::: Task inputs :::
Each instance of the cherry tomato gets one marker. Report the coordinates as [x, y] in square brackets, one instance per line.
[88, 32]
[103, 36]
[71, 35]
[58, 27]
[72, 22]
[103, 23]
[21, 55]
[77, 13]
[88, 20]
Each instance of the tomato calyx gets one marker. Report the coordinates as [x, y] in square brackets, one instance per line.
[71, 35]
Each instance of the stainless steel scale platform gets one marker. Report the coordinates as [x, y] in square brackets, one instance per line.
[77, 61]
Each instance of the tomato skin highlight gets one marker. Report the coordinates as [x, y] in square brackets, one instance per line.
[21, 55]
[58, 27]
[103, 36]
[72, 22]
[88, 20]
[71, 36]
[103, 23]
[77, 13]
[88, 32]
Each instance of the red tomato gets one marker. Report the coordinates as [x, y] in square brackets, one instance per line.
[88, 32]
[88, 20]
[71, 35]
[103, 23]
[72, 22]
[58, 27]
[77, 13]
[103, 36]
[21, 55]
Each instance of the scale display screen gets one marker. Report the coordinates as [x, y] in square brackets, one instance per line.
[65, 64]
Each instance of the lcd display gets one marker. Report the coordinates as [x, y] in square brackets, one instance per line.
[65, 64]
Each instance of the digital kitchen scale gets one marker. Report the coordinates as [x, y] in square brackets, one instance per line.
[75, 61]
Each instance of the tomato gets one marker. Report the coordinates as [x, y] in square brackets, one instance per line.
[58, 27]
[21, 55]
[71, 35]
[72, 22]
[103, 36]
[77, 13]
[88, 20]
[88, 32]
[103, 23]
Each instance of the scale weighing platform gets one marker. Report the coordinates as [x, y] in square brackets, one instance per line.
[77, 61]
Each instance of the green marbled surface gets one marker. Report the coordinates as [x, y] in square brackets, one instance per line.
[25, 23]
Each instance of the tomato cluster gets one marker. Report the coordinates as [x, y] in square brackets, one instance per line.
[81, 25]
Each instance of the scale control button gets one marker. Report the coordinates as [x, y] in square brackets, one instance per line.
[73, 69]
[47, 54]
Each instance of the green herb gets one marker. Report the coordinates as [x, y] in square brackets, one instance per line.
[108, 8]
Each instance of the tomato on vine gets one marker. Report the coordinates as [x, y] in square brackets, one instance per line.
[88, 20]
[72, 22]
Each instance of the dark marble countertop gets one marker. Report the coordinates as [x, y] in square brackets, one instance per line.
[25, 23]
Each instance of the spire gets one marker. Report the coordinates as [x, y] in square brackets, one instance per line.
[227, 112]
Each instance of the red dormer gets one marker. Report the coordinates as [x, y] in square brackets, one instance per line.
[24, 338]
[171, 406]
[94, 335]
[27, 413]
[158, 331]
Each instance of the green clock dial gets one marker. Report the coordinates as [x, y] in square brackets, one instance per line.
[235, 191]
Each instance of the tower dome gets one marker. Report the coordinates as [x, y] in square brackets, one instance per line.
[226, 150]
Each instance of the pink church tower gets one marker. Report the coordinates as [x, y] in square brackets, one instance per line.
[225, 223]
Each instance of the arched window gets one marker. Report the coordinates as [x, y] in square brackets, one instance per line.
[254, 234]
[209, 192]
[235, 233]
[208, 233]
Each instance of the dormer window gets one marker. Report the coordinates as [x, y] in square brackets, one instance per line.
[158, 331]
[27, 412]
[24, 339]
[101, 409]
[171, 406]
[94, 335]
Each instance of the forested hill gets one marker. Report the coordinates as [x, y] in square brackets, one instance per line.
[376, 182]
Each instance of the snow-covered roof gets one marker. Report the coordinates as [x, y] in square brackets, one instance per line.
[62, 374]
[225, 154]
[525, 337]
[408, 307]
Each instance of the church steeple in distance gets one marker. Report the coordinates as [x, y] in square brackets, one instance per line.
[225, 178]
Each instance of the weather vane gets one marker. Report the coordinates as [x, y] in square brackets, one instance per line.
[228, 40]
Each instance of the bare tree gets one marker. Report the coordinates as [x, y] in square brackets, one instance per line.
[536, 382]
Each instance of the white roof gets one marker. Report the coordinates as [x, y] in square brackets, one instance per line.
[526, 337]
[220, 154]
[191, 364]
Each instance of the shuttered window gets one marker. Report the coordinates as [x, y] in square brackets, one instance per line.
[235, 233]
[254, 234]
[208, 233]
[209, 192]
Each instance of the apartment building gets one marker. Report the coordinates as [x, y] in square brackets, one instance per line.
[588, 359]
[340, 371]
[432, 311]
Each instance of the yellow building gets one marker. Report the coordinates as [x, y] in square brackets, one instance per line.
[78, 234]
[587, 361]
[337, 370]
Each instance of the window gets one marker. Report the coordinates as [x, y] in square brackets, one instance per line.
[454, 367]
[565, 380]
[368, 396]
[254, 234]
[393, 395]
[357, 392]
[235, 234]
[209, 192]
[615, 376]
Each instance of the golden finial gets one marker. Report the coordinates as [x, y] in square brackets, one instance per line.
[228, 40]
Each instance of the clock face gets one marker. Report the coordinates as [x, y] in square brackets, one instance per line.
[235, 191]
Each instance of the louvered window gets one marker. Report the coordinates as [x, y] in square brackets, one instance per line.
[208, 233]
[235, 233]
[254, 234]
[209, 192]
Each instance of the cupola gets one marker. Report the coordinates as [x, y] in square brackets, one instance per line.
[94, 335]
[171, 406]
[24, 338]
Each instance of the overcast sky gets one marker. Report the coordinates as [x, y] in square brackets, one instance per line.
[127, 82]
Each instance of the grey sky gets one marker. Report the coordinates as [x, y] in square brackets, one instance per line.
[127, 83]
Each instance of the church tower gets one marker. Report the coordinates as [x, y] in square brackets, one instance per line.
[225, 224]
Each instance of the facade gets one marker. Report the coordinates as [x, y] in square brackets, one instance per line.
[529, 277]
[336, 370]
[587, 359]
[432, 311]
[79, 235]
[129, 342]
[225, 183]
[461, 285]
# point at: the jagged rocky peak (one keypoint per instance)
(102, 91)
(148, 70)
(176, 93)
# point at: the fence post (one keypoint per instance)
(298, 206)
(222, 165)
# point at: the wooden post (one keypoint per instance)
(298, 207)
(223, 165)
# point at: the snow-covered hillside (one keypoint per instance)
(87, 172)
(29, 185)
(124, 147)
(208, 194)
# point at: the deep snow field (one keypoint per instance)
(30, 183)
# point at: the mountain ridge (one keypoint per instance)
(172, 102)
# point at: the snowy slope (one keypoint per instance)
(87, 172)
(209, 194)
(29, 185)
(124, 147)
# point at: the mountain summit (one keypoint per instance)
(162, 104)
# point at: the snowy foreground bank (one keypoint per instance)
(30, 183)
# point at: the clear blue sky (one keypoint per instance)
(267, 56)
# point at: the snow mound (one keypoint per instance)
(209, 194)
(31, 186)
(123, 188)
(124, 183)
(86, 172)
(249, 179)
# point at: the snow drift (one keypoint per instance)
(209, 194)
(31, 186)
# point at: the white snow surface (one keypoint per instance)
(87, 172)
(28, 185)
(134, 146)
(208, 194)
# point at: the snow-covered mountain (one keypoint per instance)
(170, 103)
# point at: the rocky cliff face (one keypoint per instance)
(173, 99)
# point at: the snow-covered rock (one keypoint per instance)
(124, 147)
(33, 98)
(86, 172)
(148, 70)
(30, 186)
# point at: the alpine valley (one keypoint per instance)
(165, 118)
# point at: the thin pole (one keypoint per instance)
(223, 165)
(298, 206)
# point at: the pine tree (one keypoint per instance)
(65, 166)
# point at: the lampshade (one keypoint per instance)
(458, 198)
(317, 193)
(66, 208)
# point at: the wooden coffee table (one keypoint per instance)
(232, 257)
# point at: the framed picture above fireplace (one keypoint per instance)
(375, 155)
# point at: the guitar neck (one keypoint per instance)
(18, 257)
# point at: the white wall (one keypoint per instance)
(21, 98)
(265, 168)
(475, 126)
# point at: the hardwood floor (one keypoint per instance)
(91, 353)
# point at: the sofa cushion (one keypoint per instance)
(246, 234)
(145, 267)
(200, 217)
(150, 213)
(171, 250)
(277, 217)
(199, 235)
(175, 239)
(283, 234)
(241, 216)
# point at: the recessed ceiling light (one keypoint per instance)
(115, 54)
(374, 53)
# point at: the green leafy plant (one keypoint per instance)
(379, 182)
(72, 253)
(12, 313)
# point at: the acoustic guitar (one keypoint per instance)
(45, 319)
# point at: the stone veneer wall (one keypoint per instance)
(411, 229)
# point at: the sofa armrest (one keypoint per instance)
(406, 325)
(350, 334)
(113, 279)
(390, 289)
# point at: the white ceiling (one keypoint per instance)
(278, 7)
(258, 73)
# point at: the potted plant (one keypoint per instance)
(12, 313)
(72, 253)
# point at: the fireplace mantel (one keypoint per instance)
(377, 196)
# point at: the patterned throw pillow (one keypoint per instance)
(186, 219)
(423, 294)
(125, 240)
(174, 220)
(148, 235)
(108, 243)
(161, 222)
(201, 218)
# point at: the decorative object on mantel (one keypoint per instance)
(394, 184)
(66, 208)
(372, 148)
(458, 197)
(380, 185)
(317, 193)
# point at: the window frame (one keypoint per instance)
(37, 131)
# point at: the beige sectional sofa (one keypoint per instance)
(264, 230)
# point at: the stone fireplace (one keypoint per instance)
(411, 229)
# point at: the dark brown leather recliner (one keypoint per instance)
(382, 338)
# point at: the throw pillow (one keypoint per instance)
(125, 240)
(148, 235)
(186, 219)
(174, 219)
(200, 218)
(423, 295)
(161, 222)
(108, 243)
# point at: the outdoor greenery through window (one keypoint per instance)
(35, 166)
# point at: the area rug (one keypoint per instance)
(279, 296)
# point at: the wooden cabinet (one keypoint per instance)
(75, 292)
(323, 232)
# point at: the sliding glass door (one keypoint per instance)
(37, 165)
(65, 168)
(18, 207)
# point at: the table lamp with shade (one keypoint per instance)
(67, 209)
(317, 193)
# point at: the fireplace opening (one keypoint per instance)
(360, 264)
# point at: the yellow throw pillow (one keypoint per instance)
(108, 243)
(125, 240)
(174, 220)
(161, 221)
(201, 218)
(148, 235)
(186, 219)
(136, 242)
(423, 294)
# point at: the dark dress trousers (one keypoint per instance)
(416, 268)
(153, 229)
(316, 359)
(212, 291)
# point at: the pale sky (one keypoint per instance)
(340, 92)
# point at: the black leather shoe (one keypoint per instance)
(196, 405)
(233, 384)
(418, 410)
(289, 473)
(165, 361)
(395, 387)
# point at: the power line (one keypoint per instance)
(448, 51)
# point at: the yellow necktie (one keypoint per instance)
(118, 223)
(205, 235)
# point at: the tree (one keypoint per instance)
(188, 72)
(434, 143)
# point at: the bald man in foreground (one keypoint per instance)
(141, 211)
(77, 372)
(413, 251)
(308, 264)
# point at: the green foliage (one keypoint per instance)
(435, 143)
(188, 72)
:::
Work to be completed: Everything from the line containing "# point at: the pale" to the last line of the entries above should be quoted exactly, and only that.

Answer below:
# point at: the pale sky (one keypoint per instance)
(340, 92)
# point at: the black leather shoe (one keypoint per instance)
(196, 405)
(233, 384)
(418, 410)
(289, 473)
(165, 361)
(395, 387)
# point at: the power line (one keypoint per instance)
(448, 51)
# point at: the yellow necktie (one keypoint per instance)
(118, 223)
(205, 235)
# point at: the tree (one keypoint per instance)
(188, 72)
(434, 143)
# point at: the bald man in foreground (one keypoint per instance)
(141, 211)
(77, 372)
(413, 251)
(308, 264)
# point at: the green foliage (one keypoint per instance)
(435, 143)
(188, 72)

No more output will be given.